* **Textabschnitt**:
··········
Entscheidend sind die Köpfe

Rechtsextremismus Nach dem NSU-Skandal will die SPD sogenannte Hasskriminalität härter bestrafen. Doch das Unterfangen ist kompliziert – und neue Gesetze nützen wenig
Motiv Hass: Beim Urteil gegen eine Neonazi-Gang in Dresden vor einigen Wochen schien die Sache klar
Motiv Hass: Beim Urteil gegen eine Neonazi-Gang in Dresden vor einigen Wochen schien die Sache klar

Foto: Sean Gallup / Getty Images

Ein Taxifahrer, der von einem Passanten zusammengeschlagen wird, 30 Rechtsextreme, die einen Jugendclub überfallen, ein Sprengsatz vor einer Pizzeria, Hakenkreuze an der Wand einer Moschee: Schon mehr als 50 solcher Fälle hat das Internetportal „Mut gegen rechte Gewalt“ seit Jahresbeginn dokumentiert. Angriffe auf Menschen dunkler Hautfarbe, auf linke Jugendliche, Obdachlose und Antifaschisten, Anschläge auf Imbisse, interkulturelle Wohnprojekte und Linke-Parteibüros – seit der Selbstenttarnung des Nationalsozialistischen Untergrunds ist auch die alltägliche rechte Gewalt ins Blickfeld der Parteien gerückt. Nun fordert die SPD öffentlichkeitswirksam höhere Strafen.

Die Bundestagsfraktion und der Bundesrat haben einen Gesetzentwurf vorgelegt, mit dem sogenannte Hasskriminalität härter bestraft werden soll. Dazu fordern sie eine Änderung des Strafgesetzbuches. Gerichte sollen künftig „rassistische, fremdenfeindliche oder sonstige menschenverachtende“ Motive des Täters stärker berücksichtigen und entsprechend höhere Strafe verhängen. Das richtet sich gegen rechte Gewalt, ist allerdings unter Juristen durchaus umstritten. Denn auch nach geltendem Recht sieht das Strafgesetzbuch vor, dass die „Beweggründe und Ziele“ des Täters und die „Gesinnung, die aus der Tat spricht“ bei der Zumessung der Strafe berücksichtigt werden. Beruht die Tat auf Vorurteilen oder auf Hass gegen eine bestimmte Gruppe von Menschen, kann das zu einer höheren Strafe führen. Unklar ist jedoch, wie oft die Gerichte solche Gründe tatsächlich einbeziehen. Jedenfalls finden sich nur sehr wenige Urteile, in denen dies ausdrücklich als Begründung für eine höhere Strafe genannt wird.
··········
* **Datensätze**:
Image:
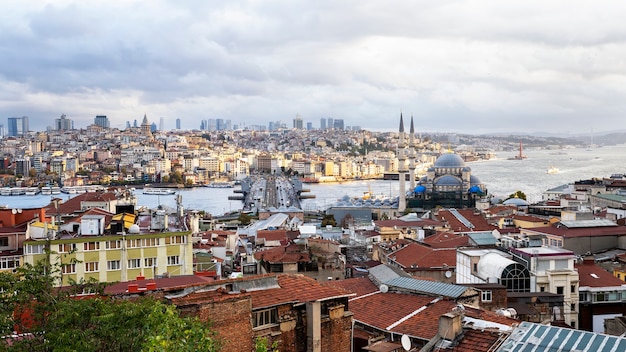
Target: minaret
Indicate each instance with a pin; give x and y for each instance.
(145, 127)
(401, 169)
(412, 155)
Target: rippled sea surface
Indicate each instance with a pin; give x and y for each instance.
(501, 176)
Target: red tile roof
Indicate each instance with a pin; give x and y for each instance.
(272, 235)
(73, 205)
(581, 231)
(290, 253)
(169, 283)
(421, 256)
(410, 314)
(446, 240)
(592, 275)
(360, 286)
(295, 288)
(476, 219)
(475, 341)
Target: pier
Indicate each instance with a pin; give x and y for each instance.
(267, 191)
··········
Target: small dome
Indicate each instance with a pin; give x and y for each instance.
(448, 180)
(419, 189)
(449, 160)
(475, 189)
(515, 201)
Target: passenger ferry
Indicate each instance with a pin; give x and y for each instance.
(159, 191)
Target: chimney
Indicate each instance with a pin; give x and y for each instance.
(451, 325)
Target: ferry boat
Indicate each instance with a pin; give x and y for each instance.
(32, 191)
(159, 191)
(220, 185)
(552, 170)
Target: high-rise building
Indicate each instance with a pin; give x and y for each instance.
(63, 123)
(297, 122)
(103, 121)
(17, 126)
··········
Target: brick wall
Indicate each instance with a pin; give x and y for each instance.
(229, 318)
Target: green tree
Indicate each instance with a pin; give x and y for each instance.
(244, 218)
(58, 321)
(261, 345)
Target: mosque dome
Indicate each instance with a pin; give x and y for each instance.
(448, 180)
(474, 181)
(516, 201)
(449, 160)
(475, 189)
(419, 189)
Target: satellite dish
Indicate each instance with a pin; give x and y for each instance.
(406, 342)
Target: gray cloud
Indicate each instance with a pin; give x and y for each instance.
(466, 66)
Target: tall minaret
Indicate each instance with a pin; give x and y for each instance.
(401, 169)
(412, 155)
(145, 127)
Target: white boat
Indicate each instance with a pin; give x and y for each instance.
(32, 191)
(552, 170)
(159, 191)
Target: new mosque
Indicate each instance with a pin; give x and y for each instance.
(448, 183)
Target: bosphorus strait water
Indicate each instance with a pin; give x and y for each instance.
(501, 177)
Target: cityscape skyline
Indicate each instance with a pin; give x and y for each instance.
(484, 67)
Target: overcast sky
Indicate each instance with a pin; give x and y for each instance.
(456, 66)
··········
* **Aufgaben**:
1. Erklären Sie bitte in ein bis drei Sätzen, warum der Gesetzentwurf zur härteren Bestrafung von Hasskriminalität laut dem Textabschnitt unter Juristen umstritten ist.
2. Führen Sie den Textabschnitt über die Bestrafung von Hasskriminalität nach seinem letzten Satz weiter.

* **Lösungen**:
1. Schon nach geltendem Recht sieht das Strafgesetzbuch vor, dass die „Beweggründe und Ziele“ des Täters und die „Gesinnung, die aus der Tat spricht“ bei der Strafzumessung berücksichtigt werden. Beruht eine Tat auf Vorurteilen oder auf Hass gegen eine bestimmte Gruppe von Menschen, kann das bereits jetzt zu einer höheren Strafe führen.

2.
Unscharfe Begriffe

Ein Hauptgrund dürften die unscharfen Begriffe sein, mit denen die Debatte um Hasskriminalität geführt wird. Die Formulierung des SPD-Entwurfes hilft da wenig weiter. So ist die Rede von „fremdenfeindlichen“ Motiven – ein Ausdruck, der von Betroffenen scharf kritisiert wird, vor allem, wenn er als Synonym für Rassismus verstanden wird. So betont etwa die Media-Watch Organisation „der braune mob“, fremdenfeindlich sei eine Tat nur, „wenn sie gegenüber einem Fremden verübt wurde, etwa einem Touristen. Ein Politiker oder Lehrer, der seit 20 Jahren in der Gegend wohnt, ist kein Fremder.“

Der Begriff „Rassismus“ ist dagegen zwar wissenschaftlich klar definierbar, umfasst aber viele Opfergruppen rechter Gewalt nicht: Obdachlose, Homosexuelle, Menschen mit Behinderung. SPD und Bundesrat wollen das mit der Formulierung „sonstige Menschenverachtung“ auffangen. Doch das sei zu unbestimmt, kritisiert der Rechtsanwalt Peer Stolle. Schließlich könne damit fast jede Form von Gewalttaten gemeint sein. In seiner Stellungnahme für den Rechtsausschuss des Bundestages betont er, damit werde „das besondere Charakteristikum von Vorurteilskriminalität, die sich immer gegen Minderheiten richtet, die über keine oder nur geringe gesellschaftliche Durchsetzungskraft verfügen, ausgeblendet“.

Der Rechtsanwalt Oliver Tolmein, der sich für den Gesetzentwurf ausspricht, schlägt vor, die rechtlich anerkannten Diskriminierungsmerkmale zu verwenden, die sich auch in anderen Gesetzen finden. Berücksichtigt werden könnten dann rassistische Beweggründe und solche, die sich gegen die religiöse oder weltanschauliche Zugehörigkeit des Opfers richten, gegen seine Behinderung oder sexuelle Orientierung.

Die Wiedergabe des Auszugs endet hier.